GIVEN INSTRUCTION:
Copy verbatim the part of the records below that opens with the line containing "If you could tag each instance of the woman's eyebrow" and runs through the end of the records.

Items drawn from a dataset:
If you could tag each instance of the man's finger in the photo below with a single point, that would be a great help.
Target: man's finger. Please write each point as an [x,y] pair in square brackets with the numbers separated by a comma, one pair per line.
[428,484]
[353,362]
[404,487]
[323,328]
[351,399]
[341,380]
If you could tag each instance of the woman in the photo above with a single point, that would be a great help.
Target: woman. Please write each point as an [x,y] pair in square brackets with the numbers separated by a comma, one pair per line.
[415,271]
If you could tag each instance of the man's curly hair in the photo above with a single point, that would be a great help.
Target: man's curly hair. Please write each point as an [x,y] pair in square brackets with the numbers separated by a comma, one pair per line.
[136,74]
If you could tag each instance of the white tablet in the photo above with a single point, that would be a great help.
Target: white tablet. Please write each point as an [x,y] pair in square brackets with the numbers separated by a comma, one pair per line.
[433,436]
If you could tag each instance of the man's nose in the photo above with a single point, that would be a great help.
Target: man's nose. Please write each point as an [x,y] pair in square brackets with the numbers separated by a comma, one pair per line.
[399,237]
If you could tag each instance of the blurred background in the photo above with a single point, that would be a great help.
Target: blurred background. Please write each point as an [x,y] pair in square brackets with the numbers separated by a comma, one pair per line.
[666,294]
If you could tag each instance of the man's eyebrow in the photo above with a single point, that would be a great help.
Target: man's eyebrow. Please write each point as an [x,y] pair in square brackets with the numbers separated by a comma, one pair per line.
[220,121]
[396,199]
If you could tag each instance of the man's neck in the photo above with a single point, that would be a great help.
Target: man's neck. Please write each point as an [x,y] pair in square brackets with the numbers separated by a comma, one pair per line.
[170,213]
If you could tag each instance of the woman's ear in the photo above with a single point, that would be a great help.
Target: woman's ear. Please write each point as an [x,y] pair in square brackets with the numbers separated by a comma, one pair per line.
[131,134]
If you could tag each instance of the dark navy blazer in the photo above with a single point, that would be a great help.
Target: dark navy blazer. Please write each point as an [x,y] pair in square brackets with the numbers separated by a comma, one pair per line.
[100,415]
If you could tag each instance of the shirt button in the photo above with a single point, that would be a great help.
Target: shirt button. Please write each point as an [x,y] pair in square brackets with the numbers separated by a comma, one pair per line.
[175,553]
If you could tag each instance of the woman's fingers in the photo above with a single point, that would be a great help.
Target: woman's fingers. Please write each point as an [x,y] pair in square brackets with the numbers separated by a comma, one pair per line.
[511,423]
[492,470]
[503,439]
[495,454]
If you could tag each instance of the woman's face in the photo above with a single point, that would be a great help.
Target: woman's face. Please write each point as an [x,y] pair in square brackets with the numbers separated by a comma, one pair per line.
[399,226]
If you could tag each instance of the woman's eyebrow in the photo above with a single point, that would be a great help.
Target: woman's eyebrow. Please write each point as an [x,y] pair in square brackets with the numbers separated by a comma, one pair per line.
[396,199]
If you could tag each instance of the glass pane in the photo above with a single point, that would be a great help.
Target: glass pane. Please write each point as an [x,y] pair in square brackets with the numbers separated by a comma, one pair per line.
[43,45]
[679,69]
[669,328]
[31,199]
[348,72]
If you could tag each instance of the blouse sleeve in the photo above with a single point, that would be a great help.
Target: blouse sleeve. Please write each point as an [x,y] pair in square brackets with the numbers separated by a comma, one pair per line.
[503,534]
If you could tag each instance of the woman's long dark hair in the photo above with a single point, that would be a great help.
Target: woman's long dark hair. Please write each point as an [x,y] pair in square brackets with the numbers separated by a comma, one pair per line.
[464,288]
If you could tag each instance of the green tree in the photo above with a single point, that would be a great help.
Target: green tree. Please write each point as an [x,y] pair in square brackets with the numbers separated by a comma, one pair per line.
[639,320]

COMPLETED EXERCISE:
If you could tag each instance of the woman's eyebrow in the photo above with a single point, that would be a great help.
Target: woman's eyebrow. Please write each point as an [x,y] pair in square brackets with the numbers separated by a comma, one pair per line.
[396,199]
If you could tag each instance of the glass pane in the photo above with a single point, that would be a great help.
Target: glass pane. Please write each point as an [x,y] pair in square brackets with the numbers separated by a comma, one pair per line.
[43,45]
[679,69]
[669,328]
[31,199]
[348,72]
If you could tag each instance of the blouse sleeve in the photo above with a single point, that would be a great help.
Target: blouse sleeve. Please write each point as an [x,y] pair in square brackets with the numbers separated by a comma, one pair per line.
[503,534]
If you could tag each instance of the woman's long dark hair in the photo above with a single point, that would be a great help.
Target: woman's long dark hair. Please write each point as an [x,y] pair in square brackets with the numbers separated by a comma, one pair per line.
[464,288]
If you could tag each instance of the green tree in the photo above with a single point, that would be a great help.
Target: green tree. Please write each point as an [x,y] pair in square brackets with the numbers separated by a comma, one pair per line.
[639,320]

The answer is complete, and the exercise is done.